- Exercise: Quote the rows verbatim, starting with the line that contains "the shoe brush" and going on through the last of the rows.

[Object location annotation data]
## begin
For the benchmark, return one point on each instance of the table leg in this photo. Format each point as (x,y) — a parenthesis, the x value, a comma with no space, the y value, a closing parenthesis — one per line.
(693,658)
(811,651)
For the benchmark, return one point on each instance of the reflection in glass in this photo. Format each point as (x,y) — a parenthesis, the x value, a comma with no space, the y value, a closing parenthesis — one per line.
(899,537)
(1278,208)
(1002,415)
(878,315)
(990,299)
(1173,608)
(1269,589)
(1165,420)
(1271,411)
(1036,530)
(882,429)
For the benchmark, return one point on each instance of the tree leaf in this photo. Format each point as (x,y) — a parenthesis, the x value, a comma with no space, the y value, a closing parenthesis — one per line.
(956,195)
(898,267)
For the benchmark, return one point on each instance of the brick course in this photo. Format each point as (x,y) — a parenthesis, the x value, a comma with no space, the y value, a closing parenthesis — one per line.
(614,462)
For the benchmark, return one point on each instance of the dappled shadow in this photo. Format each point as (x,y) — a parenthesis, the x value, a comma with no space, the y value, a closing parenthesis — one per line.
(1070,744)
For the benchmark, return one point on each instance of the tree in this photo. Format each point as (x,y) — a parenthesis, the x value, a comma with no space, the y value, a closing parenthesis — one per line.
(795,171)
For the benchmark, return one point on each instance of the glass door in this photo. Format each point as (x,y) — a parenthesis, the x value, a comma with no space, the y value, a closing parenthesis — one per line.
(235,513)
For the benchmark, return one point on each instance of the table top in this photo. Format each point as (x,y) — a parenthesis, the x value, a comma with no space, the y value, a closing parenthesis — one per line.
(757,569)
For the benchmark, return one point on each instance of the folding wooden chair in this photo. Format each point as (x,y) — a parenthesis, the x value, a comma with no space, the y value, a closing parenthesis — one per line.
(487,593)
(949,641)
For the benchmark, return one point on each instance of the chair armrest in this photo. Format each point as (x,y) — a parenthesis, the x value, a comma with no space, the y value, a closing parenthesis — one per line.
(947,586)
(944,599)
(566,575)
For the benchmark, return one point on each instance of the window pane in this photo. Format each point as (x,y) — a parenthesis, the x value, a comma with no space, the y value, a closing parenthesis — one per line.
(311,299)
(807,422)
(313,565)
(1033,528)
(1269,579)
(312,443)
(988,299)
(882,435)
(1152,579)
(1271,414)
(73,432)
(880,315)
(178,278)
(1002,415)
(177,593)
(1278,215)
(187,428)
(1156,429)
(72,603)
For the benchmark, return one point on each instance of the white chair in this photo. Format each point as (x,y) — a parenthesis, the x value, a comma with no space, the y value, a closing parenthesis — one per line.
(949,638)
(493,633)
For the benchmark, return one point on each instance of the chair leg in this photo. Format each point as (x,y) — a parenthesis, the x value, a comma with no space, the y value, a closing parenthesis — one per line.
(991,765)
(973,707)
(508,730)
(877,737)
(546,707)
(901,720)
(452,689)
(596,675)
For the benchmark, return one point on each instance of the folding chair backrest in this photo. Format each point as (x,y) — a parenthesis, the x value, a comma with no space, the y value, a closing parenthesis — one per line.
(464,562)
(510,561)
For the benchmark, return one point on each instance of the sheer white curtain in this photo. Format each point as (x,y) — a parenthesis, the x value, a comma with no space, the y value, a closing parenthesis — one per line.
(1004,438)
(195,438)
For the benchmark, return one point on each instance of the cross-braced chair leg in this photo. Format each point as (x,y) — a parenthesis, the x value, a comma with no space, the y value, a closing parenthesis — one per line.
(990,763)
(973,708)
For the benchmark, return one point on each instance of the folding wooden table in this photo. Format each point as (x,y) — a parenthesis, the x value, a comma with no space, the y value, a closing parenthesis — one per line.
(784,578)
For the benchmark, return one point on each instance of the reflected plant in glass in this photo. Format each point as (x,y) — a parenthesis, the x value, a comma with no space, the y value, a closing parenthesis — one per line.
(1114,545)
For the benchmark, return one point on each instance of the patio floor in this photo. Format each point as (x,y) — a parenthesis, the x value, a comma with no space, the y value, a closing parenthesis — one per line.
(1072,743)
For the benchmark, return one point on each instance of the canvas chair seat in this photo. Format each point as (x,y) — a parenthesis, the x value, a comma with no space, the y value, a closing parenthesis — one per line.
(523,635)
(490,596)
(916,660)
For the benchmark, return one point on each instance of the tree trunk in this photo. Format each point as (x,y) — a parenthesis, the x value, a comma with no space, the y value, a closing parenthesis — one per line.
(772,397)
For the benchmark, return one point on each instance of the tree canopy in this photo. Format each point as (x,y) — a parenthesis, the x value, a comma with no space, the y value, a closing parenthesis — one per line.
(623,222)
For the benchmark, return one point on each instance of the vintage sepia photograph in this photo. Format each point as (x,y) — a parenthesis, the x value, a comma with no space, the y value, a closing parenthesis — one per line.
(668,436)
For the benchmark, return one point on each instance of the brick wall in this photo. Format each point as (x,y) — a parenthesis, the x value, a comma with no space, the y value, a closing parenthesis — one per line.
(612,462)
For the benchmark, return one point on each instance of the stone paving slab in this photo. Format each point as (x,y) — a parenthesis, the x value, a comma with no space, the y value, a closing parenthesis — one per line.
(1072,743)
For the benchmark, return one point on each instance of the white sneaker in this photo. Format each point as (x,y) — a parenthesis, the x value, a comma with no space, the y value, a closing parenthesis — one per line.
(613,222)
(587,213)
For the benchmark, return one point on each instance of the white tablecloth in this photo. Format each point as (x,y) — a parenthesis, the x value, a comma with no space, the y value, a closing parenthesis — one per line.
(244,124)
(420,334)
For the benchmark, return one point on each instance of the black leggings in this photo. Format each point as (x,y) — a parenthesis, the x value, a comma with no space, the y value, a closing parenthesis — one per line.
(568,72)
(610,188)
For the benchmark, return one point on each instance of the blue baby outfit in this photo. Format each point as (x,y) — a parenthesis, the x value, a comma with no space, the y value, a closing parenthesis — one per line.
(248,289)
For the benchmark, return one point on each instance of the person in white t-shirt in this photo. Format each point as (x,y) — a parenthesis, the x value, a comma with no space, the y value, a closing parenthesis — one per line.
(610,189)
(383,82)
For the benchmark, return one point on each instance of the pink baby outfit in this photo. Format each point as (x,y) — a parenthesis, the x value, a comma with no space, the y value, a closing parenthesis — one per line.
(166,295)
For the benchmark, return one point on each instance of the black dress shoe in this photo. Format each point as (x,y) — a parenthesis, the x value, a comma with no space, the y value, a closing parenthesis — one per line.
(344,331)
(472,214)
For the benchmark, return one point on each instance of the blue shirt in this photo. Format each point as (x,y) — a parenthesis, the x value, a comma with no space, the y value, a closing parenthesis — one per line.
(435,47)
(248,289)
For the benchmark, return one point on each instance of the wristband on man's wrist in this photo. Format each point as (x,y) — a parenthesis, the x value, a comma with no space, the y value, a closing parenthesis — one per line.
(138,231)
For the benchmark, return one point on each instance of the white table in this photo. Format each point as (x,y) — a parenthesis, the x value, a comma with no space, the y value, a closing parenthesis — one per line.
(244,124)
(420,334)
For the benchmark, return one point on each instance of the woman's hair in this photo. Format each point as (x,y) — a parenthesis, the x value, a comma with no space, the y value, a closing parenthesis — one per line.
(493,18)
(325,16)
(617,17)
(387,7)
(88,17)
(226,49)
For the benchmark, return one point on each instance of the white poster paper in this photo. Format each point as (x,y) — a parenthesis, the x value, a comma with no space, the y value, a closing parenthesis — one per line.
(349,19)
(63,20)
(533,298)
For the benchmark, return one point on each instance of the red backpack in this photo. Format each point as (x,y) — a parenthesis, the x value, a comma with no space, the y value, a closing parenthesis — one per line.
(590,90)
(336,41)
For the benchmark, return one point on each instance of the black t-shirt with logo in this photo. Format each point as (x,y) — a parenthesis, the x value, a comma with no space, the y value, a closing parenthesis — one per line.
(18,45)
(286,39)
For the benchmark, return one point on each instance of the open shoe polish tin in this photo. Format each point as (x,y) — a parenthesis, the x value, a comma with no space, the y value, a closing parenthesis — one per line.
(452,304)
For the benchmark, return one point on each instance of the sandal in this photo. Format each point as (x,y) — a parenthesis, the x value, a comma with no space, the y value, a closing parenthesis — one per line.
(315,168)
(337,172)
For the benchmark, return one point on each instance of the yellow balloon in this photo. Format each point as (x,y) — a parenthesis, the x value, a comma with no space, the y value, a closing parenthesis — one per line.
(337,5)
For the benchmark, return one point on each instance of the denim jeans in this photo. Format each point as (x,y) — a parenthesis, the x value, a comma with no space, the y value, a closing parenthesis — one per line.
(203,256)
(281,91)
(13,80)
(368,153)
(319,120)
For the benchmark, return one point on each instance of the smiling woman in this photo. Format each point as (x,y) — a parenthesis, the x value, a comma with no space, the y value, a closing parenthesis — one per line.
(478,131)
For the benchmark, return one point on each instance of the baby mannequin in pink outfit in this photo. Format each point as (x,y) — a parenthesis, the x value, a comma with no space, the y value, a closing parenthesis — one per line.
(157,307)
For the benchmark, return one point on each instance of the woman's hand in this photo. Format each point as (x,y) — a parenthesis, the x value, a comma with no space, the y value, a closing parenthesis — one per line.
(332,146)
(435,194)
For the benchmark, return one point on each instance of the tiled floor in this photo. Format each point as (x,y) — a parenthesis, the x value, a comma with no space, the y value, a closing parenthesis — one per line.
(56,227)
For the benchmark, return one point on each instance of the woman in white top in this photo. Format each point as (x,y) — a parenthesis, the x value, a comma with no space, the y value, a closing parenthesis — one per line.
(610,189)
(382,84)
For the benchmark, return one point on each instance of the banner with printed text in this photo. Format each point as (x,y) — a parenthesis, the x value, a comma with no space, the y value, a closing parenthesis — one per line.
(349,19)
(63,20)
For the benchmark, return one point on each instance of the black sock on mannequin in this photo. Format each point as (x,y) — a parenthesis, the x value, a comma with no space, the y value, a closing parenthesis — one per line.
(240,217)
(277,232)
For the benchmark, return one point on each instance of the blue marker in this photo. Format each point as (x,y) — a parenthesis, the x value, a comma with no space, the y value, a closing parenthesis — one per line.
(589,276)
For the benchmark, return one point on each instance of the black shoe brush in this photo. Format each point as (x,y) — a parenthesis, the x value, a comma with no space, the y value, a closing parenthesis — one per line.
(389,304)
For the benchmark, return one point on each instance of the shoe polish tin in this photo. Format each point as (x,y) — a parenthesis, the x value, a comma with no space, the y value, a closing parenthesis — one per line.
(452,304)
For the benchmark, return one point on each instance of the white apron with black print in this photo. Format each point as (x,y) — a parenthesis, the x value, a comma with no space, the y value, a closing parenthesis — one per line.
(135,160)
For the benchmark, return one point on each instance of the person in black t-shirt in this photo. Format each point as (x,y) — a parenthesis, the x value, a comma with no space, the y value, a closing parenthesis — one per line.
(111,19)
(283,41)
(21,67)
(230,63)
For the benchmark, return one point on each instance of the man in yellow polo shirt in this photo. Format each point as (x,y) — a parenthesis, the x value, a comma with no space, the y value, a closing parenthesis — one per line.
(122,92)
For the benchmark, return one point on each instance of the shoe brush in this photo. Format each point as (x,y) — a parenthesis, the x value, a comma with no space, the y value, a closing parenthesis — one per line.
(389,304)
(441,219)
## end
- Finished task:
For the benchmark, return one point on each instance of the shoe brush in this photo. Format each point as (x,y) — a parenthesis, the x value, a comma with no space, the y value, a closing parenthesis — one per line.
(389,304)
(441,219)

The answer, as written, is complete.